Zickzack-Haus und ...

Das Jüdische Museum fehlt in dem mich begleitenden Architekturbuch. Die Programmarchitektur von Daniel Libeskind ist  eindrücklich. Räume auf eine Interpretation von Geschichte hin zugeschnitten – von einem Platz aus die drei Wege der Juden und Jüdinnen in den Tod, in die Emigration oder in die scheinbare Normalität. Am Schluss jedes Wegs ein spektakulärer Raum, ein Labyrinth, eine Enge, ein Dunkelraum. Knappe Informationen in Bildern und Texten nur. Eingepackt das Ganze in ein Zickzackzuck, angebunden an einen alten Museumspalast. Architektur, die reden will und reden kann. In meinen Berliner Tagen polterte der israelische Regierungschef die Sonderausstellung über Jerusalem im Jüdischen Musem müsse sofort geschlossen werden, weil sie behaupte in Jeruasalem gäbe es auch Palästinenser mit Lebensrechten.
+ + + + + + +
**AUFGABE A**
Tippe alles vom Anfang der Zeilen unten bis einschließlich der Zeile mit "xmin=558 ymin=386 xmax=632 ymax=473" zeichengetreu ab.
Seitentext und Zeilen sind voneinander getrenntes Material.

Extrahierte Zeilen:
+ + + + + + +
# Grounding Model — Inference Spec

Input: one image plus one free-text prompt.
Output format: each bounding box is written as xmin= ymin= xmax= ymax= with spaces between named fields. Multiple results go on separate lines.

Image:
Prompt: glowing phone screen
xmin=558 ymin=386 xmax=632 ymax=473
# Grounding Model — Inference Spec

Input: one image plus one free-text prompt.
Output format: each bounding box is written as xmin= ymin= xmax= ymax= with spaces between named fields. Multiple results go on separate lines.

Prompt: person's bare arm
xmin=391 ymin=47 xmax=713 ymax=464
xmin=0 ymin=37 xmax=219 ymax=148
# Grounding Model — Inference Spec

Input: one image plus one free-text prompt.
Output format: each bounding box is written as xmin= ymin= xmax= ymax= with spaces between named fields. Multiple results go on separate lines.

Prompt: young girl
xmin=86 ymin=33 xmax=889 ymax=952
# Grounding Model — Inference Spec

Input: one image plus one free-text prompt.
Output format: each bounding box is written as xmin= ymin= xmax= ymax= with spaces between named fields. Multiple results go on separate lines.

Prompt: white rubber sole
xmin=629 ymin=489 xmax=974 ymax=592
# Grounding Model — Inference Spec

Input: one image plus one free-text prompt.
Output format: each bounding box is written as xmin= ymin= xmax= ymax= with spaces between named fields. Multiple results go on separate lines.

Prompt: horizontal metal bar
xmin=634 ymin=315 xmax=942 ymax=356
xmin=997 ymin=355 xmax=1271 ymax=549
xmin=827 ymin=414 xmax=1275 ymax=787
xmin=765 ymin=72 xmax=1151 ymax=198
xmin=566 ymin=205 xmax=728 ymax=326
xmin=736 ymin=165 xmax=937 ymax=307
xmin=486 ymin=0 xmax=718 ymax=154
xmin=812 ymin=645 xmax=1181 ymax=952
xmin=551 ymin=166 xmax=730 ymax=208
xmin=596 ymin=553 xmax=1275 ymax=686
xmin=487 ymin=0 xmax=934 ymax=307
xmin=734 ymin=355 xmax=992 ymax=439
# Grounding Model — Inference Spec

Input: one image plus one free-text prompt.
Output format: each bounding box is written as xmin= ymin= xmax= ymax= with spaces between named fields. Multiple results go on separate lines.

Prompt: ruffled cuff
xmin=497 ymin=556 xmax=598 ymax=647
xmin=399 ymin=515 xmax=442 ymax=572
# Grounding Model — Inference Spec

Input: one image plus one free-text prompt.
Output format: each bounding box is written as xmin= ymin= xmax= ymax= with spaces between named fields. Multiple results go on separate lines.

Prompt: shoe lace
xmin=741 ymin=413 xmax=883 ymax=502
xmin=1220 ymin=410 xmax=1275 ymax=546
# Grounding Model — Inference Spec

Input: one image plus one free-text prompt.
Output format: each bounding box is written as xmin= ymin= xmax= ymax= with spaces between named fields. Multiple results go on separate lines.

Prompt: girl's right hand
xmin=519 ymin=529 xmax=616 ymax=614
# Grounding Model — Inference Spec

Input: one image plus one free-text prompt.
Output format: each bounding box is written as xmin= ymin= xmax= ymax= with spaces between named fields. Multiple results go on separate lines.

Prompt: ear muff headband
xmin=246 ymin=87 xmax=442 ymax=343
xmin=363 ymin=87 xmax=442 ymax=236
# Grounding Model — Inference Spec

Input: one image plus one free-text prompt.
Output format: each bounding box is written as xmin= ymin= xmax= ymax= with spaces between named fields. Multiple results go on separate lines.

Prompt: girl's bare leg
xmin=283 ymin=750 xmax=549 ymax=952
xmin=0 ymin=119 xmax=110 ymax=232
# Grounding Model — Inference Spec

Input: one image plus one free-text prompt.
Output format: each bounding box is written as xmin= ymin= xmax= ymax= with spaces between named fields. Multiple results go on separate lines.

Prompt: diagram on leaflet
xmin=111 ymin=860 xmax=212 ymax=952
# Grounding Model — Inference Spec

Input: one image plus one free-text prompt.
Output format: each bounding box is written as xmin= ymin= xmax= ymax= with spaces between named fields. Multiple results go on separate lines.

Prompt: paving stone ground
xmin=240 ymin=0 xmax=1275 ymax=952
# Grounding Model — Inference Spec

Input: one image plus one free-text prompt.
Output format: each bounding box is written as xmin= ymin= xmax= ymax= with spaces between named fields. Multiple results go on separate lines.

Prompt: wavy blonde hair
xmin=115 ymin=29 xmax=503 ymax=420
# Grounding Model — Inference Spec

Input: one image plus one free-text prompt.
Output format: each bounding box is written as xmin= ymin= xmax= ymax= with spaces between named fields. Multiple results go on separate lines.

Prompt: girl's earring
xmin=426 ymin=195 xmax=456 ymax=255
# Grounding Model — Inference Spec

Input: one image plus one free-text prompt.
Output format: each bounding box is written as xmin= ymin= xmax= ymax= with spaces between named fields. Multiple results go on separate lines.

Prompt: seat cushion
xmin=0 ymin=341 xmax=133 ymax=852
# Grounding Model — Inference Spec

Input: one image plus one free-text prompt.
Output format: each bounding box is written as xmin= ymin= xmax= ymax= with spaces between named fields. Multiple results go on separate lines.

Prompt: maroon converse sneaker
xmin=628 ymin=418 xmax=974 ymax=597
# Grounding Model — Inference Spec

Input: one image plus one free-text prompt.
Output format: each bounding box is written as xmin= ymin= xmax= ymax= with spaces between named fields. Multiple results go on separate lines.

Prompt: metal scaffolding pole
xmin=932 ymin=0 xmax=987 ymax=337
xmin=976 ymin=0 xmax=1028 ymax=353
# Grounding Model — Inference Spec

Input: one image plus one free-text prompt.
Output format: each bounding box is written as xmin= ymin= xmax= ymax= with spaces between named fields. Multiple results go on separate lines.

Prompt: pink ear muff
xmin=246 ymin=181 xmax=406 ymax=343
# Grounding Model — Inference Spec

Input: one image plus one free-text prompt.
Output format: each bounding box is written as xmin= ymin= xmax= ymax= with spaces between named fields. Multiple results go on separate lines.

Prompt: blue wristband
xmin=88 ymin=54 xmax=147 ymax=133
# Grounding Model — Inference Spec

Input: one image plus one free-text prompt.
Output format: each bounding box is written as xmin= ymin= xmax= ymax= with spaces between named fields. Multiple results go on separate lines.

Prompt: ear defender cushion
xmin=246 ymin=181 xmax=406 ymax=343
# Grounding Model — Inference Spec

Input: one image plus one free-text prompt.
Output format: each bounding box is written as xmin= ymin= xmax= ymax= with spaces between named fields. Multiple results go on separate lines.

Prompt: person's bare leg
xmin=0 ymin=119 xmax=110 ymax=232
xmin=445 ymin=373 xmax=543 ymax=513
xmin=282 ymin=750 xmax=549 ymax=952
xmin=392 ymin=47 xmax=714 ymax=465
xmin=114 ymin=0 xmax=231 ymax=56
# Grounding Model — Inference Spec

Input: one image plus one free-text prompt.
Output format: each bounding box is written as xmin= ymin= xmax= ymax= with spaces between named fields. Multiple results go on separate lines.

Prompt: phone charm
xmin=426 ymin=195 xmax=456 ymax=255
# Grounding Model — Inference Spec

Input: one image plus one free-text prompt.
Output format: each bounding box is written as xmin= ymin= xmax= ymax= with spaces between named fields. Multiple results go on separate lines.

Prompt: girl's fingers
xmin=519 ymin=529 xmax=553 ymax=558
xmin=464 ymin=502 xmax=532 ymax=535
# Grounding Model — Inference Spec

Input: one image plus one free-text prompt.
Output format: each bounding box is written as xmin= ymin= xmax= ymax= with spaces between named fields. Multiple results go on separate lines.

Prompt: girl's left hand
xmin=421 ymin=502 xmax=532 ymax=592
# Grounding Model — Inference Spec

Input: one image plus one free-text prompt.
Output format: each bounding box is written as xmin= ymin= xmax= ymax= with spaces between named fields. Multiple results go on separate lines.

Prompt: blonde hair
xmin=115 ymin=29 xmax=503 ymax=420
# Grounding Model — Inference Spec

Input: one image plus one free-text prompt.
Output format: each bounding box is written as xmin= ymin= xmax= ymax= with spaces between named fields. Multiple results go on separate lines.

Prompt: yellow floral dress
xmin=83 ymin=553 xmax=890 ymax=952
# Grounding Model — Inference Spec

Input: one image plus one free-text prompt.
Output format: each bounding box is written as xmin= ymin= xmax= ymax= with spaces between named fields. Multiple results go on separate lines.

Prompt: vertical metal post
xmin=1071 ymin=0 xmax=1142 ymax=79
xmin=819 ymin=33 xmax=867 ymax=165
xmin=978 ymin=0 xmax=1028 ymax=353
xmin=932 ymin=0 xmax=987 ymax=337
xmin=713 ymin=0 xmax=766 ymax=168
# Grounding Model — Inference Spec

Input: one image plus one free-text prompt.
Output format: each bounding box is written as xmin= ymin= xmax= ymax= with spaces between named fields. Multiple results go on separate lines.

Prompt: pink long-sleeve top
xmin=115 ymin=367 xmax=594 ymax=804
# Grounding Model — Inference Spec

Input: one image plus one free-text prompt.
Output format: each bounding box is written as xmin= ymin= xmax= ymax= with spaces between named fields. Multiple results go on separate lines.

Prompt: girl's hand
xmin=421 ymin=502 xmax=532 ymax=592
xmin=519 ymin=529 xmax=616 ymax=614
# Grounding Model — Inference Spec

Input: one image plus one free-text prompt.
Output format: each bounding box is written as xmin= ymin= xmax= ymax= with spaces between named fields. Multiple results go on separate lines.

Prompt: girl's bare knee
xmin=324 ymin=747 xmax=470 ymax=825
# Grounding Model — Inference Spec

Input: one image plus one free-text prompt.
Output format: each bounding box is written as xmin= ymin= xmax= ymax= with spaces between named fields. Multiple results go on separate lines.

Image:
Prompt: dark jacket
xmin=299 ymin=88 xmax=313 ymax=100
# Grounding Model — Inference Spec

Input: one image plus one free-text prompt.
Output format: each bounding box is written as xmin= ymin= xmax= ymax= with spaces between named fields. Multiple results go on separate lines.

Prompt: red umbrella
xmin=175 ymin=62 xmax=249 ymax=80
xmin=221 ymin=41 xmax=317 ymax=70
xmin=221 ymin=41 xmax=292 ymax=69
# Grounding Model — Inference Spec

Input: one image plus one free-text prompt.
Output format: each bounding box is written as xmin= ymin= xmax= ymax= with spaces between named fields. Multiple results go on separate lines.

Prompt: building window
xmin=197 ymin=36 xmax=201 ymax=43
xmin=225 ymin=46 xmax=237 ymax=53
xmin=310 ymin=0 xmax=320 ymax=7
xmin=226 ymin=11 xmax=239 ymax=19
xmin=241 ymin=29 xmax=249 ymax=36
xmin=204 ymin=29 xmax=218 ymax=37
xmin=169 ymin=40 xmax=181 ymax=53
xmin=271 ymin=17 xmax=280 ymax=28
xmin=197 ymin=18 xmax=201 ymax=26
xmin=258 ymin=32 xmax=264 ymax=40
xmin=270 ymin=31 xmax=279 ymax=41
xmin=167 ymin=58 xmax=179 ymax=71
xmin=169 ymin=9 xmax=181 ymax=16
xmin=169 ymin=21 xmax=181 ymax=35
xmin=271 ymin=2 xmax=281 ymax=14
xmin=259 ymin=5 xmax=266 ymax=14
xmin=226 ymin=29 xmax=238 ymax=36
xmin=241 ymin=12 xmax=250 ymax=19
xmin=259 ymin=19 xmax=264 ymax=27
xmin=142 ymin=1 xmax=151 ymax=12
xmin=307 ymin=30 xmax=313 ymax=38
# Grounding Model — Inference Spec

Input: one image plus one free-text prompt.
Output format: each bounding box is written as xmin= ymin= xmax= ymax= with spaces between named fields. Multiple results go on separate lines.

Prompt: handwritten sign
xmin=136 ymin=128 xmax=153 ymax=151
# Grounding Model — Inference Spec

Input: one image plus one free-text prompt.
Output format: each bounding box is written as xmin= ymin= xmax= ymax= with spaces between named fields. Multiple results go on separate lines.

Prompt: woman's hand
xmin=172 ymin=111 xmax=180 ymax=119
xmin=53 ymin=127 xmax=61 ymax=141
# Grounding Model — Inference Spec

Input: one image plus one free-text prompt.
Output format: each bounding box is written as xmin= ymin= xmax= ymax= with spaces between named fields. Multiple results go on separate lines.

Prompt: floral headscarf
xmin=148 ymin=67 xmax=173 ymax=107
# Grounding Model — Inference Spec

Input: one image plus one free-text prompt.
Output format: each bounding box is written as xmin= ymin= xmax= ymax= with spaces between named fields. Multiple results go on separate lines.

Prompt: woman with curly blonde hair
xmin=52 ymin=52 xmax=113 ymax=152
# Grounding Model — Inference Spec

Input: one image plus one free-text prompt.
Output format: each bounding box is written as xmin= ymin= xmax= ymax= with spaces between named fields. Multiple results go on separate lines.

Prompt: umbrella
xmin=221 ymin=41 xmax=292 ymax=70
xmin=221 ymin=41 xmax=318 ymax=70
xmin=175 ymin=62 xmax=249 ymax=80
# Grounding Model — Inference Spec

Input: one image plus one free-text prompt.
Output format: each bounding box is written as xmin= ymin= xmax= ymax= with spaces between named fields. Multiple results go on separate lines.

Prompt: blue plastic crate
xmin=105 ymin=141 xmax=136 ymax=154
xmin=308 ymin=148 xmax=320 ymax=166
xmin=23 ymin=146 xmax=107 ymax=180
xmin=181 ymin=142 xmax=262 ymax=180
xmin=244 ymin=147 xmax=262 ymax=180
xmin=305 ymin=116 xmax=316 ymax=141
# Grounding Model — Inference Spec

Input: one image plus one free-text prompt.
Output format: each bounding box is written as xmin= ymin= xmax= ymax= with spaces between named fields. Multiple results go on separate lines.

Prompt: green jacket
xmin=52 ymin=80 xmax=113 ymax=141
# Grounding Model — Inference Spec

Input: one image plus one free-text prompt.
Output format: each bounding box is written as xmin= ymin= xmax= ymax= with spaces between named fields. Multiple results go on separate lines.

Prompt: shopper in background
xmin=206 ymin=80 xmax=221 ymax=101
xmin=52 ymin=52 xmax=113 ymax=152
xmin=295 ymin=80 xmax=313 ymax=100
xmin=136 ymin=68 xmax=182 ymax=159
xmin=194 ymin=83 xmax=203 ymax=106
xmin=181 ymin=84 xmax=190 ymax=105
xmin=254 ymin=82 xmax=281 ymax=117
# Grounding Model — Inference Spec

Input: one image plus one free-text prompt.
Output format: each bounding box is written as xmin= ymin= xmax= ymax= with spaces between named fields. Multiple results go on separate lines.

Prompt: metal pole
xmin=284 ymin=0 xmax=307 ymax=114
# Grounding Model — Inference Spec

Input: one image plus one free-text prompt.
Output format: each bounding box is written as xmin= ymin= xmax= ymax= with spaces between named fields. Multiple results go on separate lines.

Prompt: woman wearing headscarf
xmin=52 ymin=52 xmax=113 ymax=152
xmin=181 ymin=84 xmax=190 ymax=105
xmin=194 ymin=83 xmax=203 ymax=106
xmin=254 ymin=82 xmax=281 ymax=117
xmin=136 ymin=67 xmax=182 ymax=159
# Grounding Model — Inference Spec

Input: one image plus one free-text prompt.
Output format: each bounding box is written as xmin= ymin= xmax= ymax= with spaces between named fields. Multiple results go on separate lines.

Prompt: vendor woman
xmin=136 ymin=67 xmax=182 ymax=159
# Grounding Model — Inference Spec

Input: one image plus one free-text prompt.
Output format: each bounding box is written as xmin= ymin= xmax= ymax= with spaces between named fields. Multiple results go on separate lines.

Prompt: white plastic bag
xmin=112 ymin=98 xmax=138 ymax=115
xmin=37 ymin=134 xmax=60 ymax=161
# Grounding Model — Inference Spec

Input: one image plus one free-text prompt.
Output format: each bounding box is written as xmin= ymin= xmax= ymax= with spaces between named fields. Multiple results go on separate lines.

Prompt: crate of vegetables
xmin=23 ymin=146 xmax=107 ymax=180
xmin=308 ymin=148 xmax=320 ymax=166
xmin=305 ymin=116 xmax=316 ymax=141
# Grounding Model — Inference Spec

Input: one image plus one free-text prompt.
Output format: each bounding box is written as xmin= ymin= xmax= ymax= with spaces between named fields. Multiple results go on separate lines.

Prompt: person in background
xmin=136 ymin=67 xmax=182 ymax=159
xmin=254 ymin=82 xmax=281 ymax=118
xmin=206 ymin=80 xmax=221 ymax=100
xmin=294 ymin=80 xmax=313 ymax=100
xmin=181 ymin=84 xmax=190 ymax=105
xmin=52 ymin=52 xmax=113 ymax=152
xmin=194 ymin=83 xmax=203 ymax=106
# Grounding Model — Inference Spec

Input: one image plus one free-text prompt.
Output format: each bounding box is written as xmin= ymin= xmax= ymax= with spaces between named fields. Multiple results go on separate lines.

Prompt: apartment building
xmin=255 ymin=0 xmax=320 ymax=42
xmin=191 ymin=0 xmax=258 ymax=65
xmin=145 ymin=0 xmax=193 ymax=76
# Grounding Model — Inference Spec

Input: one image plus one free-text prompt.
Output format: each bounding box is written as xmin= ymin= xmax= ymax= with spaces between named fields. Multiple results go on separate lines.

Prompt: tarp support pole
+ + + + + + +
**AUFGABE B**
Beantworte kurz anhand des Seitentexts:
(i) Von wem stammt die Programmarchitektur des Jüdischen Museums?
(ii) Wohin führen die drei Wege der Juden und Jüdinnen, die von einem Platz ausgehen?
(iii) Welche Sonderausstellung sollte nach der Forderung des israelischen Regierungschefs sofort geschlossen werden?

**ERGEBNIS A**
# Grounding Model — Inference Spec

Input: one image plus one free-text prompt.
Output format: each bounding box is written as xmin= ymin= xmax= ymax= with spaces between named fields. Multiple results go on separate lines.

Image:
Prompt: glowing phone screen
xmin=558 ymin=386 xmax=632 ymax=473

**ERGEBNIS B**
(i) Von Daniel Libeskind.
(ii) In den Tod, in die Emigration oder in die scheinbare Normalität.
(iii) Die Sonderausstellung über Jerusalem.